::: DOCUMENT EXCERPT

What's the difference between a V-belt and a timing belt?

A V-belt is wedge-shaped and transmits power by friction against grooved pulleys — it can slip under overload (a useful safety feature) and doesn't maintain timing between the driver and driven. A timing (synchronous) belt has moulded teeth that engage matching grooved pulleys — no slip, fixed ratio, used wherever positional timing matters (engine cams, CNC indexing, positioning conveyors). V-belts run cheaper and absorb shock better; timing belts give precision.

What is a taper-lock bush?

A taper-lock bush is a split tapered sleeve that wedges into a matching taper bore in a pulley, sprocket or coupling — using three set screws — to lock the component to a shaft without needing a keyway. Quick to fit, quick to remove (back the screws into the jacking thread), reusable. Sizes run 1008 to 5050; the first two digits are bush OD in inches × 10 and the last two are length in inches × 10.

How do I know which size taper-lock bush I need?

The pulley or sprocket data sheet specifies the bush size — they're made to fit specific bush series. From there you order the bush with a bore matching your shaft. Example: "SPB 200 × 2 bush 2012" means you need a 2012-series taper-lock bush bored to your shaft diameter (the bush bore is specified separately, e.g. 2012/25 = 25 mm bore). For full sizing tables, see the Taper Lock Bush Guide.

What's C3 clearance and when do I need it?

Bearings ship with a range of internal radial play (the small gap between the rolling element and the races). CN (normal) is standard. C3 is wider — used when the inner race will be a tight interference fit on the shaft (which closes up clearance), when the bearing will run hot (thermal expansion closes clearance), or for electric motor applications. C2 is tighter. C4 / C5 are progressively wider for very heat-affected applications. If you can't find the original spec, CN is the safe default for general repair work; C3 for electric motors.

Can I mix bearing brands on the same shaft?

For most workshop applications, yes — fit dimensions are identical across reputable brands. For machine tool spindles, vibration-sensitive precision equipment, or paired angular-contact bearings (where the matched pre-load matters), stay within one brand and one clearance class.

How often should I regrease a pillow block bearing?

::::::

* _COMPLETE THE FOLLOWING_
1 - According to the belts and bearings FAQ, which clearance class is the safe default for general repair work when the original spec can't be found?
2 - Please extend the belts and bearings FAQ from the point where it stops.

::: RECORD EXCERPTS

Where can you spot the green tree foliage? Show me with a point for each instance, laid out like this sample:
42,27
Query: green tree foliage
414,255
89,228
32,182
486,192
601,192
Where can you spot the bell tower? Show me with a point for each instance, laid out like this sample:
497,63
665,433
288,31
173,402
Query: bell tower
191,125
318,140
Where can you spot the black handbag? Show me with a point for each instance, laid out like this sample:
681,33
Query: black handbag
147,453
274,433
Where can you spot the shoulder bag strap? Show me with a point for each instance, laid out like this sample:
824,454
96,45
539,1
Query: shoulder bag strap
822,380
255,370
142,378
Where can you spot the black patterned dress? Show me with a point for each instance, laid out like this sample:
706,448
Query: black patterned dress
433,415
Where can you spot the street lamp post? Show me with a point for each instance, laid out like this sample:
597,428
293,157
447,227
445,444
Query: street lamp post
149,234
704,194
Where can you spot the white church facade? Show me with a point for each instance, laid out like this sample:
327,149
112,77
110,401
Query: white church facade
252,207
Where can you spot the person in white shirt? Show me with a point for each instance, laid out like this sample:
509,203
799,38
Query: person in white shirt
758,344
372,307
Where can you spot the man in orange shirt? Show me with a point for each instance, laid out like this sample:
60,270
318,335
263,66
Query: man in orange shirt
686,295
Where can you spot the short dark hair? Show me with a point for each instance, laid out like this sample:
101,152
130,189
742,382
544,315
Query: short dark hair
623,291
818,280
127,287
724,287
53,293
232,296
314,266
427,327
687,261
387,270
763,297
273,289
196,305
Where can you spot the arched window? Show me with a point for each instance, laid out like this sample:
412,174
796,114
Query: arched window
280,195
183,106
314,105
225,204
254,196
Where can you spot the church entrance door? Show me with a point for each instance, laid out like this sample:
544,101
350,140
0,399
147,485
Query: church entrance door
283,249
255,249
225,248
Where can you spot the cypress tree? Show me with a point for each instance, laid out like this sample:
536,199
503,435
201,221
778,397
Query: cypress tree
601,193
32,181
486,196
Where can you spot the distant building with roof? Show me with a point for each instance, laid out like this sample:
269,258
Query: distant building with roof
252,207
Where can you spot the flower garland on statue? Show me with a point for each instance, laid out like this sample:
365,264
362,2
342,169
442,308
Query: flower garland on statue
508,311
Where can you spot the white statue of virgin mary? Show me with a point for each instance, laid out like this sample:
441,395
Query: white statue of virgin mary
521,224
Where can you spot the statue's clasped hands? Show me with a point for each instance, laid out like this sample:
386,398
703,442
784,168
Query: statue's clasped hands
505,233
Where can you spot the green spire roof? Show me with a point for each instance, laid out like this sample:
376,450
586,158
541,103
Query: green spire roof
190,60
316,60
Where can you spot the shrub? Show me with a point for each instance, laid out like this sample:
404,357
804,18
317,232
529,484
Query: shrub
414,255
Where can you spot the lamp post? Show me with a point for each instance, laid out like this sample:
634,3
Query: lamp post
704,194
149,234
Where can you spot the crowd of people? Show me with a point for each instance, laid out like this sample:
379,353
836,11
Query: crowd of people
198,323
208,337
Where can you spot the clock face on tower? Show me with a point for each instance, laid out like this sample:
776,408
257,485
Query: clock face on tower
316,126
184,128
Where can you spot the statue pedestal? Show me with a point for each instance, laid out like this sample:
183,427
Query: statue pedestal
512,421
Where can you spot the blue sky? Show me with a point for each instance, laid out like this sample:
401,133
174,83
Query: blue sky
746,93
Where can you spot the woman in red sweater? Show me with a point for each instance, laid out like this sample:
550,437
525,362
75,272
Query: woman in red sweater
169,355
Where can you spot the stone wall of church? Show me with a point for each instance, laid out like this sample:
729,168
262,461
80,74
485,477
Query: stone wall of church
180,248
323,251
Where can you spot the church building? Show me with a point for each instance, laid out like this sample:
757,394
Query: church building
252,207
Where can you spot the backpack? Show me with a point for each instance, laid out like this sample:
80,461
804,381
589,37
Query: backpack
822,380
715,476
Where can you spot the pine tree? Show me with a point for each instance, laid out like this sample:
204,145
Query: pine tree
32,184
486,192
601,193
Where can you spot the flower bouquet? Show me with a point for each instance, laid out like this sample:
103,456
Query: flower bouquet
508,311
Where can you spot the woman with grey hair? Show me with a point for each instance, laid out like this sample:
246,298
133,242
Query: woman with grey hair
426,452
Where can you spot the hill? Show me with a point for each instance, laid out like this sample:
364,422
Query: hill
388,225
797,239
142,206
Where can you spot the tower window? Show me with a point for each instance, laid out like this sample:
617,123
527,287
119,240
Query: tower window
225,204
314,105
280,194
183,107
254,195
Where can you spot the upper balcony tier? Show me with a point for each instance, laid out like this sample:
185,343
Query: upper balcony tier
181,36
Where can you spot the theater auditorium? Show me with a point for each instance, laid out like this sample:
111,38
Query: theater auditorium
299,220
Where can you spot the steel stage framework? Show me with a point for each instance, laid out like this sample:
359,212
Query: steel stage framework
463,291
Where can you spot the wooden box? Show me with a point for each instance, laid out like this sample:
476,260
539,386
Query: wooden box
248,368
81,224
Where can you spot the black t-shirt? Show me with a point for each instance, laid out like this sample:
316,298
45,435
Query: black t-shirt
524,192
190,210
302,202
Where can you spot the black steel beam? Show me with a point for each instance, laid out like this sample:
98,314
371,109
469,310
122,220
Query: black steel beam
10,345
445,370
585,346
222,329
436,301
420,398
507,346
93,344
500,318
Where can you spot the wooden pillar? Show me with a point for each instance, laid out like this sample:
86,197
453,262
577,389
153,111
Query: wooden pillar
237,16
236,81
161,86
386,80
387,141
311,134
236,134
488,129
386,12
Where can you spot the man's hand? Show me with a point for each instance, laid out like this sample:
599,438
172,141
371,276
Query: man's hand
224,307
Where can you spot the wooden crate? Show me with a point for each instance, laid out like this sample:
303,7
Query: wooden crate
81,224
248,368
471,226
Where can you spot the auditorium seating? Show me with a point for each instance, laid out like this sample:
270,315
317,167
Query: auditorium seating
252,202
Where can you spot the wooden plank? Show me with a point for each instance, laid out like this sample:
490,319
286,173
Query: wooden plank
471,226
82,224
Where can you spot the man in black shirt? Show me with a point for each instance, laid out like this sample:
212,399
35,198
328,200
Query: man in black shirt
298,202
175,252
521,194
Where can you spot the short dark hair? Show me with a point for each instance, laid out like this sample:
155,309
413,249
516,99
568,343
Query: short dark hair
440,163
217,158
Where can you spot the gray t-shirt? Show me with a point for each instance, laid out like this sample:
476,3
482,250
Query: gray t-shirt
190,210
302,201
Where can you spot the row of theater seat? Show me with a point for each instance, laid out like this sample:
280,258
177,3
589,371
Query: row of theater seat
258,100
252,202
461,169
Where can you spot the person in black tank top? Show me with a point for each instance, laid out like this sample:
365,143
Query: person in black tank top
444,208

::::::

* _RESPONSES FOR EACH TASK_
1 - CN (normal) clearance.

2 -
Industry rule of thumb is 6–12 months for general workshop / conveyor use; 1–3 months for hot, dusty or wet environments; 1–2 weeks for severe service. Use lithium-complex NLGI 2 grease unless the operating temperature is above 120 °C or there's chemical / food-contact requirements. Pump until you see clean grease coming out the relief port (or two strokes if there's no relief). Don't over-grease — full housings cause heat and seal failure.

What's the difference between a coupling and a shaft collar?

A coupling joins two separate shafts together so torque transfers from one to the other (motor shaft to pump shaft, for example). A shaft collar locks a component (pulley, sprocket, sensor disc) at a specific axial position on a single shaft — it doesn't transfer torque between shafts.

How do I choose between a chain drive and a belt drive?

Belt drives run quieter, need no lubrication, absorb shock, and are easier on the bearings — but they slip under heavy overload and lose tension over time. Chain drives are positive (no slip), carry more power per unit width, and last longer in heavy or shock-loaded service — but they're noisier, need lubrication and are sensitive to misalignment. Rough rule: belts for under-30 kW general industrial, fans, pumps and machine drives; chain for heavy conveyors, agriculture, motorcycles and any drive where slip would cause damage.

What's the most common bearing failure?

Lubrication-related — too little grease, wrong grease, contamination ingress, or over-greasing causing heat. The visible failure mode is usually pitting / spalling on the raceway. Other causes: misalignment (uneven wear pattern), shock load (race fracture), and electrical pitting from VFD-driven motors without insulated bearings or shaft-grounding (frosted appearance on the race). See the Bearing Maintenance Guide for full failure-mode photos and diagnosis.